══ Source passage ══
Blogging with screenshots

We show how to use fast_template’s special ‘screenshot’ feature to get high-resolution screenshots
technical
Author

Jeremy Howard

Published

January 19, 2020

The joy of screenshots

One of the most useful tools for blogging is screenshots. You can use a screenshot for all kinds of things. I find it particularly useful for including stuff that I find on the Internet. For instance, did you know that the NY Times reported in 1969 that there were folks who thought the moon landing was faked? A screenshot of the NY Times website tells the story:

Generally, the most useful kind of screenshot is where you select a region of your screen which you wish to include. To do this on Windows, press Windows-Shift-S, then drag over the area you wish to create an image of; on Mac, it’s Command-Shift-4.

By combining this with writing blogs in Microsoft Word or Google Docs it makes it particularly easy to include pictures in your posts. You don’t have to worry about finding special HTML syntax to embed a tweet, or downloading and resizing an appropriate sized image to include some photo that you found, or any other special approach for different kinds of content. Anything that appears on the screen, you can take a screenshot, so you can put it in your post!

The problem of giant screenshots

Unfortunately, you might notice that when you paste your screenshot into your blog post, and then publish it, that it appears way too big, and not as sharp as you would like. For instance, here is the “commit” example image from my blog post about using Github Desktop:

This is about twice as big as it actually appeared on my screen, and not nearly as sharp. To fix it, have a look at the markdown for the image:

![](/images/gitblog/commit.png)

And replace it instead with this special syntax (note that you don’t need to include the ‘/images/’ prefix in this form):

![](/images/gitblog/commit.png)

This appears the correct size, and with the same sharpness that it had on my screen (assuming you have a high-resolution screen too):

You can do this quite quickly by using your editor’s search and replace feature to replace \!\[\](/images/ with the appropriate syntax, and then replace the end of the lines with ‘ %}’ manually. (Of course, if you know how to use regular expressions in your editor, you can do it in one step!)
═══
### Set exercise A
Write out the part of the blog post on screenshots starting at "And replace it" and ending at "in one step!)", word for word.
══ Information given ══
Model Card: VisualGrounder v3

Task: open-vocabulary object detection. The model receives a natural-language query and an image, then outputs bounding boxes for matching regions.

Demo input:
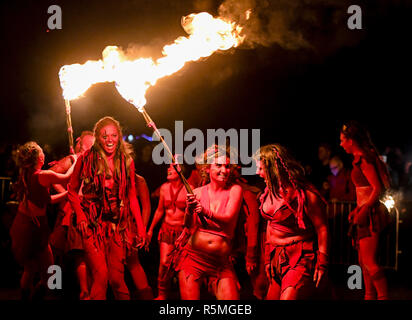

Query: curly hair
[14,141,41,201]
[196,144,237,185]
[253,144,308,198]
[92,117,134,176]
[341,120,379,157]
[254,144,326,229]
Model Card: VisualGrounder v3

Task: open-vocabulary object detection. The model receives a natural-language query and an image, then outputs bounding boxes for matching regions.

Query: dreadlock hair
[341,120,379,161]
[254,144,324,229]
[75,130,94,153]
[196,144,237,185]
[14,141,41,201]
[92,117,133,176]
[253,144,308,198]
[341,120,391,189]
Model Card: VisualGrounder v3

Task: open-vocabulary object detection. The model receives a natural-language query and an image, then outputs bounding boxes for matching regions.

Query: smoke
═══
### Set exercise B
Please repeat all of the records above word for word, leaving the pictures out of your answer.

### Full output A
And replace it instead with this special syntax (note that you don’t need to include the ‘/images/’ prefix in this form):

![](/images/gitblog/commit.png)

This appears the correct size, and with the same sharpness that it had on my screen (assuming you have a high-resolution screen too):

You can do this quite quickly by using your editor’s search and replace feature to replace \!\[\](/images/ with the appropriate syntax, and then replace the end of the lines with ‘ %}’ manually. (Of course, if you know how to use regular expressions in your editor, you can do it in one step!)

### Full output B
Model Card: VisualGrounder v3

Task: open-vocabulary object detection. The model receives a natural-language query and an image, then outputs bounding boxes for matching regions.

Demo input:

Query: curly hair
[14,141,41,201]
[196,144,237,185]
[253,144,308,198]
[92,117,134,176]
[341,120,379,157]
[254,144,326,229]
Model Card: VisualGrounder v3

Task: open-vocabulary object detection. The model receives a natural-language query and an image, then outputs bounding boxes for matching regions.

Query: dreadlock hair
[341,120,379,161]
[254,144,324,229]
[75,130,94,153]
[196,144,237,185]
[14,141,41,201]
[92,117,133,176]
[253,144,308,198]
[341,120,391,189]
Model Card: VisualGrounder v3

Task: open-vocabulary object detection. The model receives a natural-language query and an image, then outputs bounding boxes for matching regions.

Query: smoke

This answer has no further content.